== PROVIDED ENTRIES ==
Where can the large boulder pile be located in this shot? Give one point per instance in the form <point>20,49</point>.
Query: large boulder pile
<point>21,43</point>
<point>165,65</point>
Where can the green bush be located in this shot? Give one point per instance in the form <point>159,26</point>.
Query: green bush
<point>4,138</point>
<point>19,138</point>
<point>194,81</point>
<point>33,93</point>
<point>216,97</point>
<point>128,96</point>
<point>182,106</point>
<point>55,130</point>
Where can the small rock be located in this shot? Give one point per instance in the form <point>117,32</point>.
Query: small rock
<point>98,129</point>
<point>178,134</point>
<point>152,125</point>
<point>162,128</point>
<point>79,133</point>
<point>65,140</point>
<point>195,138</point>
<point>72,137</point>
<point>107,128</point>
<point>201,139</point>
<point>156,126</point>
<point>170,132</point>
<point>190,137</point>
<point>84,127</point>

== REQUEST ==
Turn the rows above into a two-column CSV with the headers text and answer. Give each row its own line, with its text in the first quoted field and its answer in the second, and replace any line breaks inside a field with spaces.

== OUTPUT OF THE EXERCISE ==
text,answer
"Where can the large boulder pile be located in this shot? Give one point per instance in the form <point>20,49</point>. Query: large boulder pile","<point>21,43</point> <point>165,65</point>"
"Where can the green bush be located in this shot? Give one point per instance in the form <point>159,26</point>. Query: green bush","<point>4,138</point> <point>19,138</point> <point>194,81</point> <point>33,93</point> <point>216,97</point> <point>128,96</point> <point>182,106</point> <point>55,130</point>"
"Where can the small rock be located in this shot? Give one point per instance in the form <point>117,32</point>. Query: small rock","<point>98,129</point> <point>178,134</point> <point>152,125</point> <point>162,128</point> <point>79,133</point> <point>65,140</point> <point>195,138</point> <point>72,137</point> <point>107,128</point> <point>201,139</point> <point>156,126</point> <point>170,132</point> <point>190,137</point> <point>84,127</point>"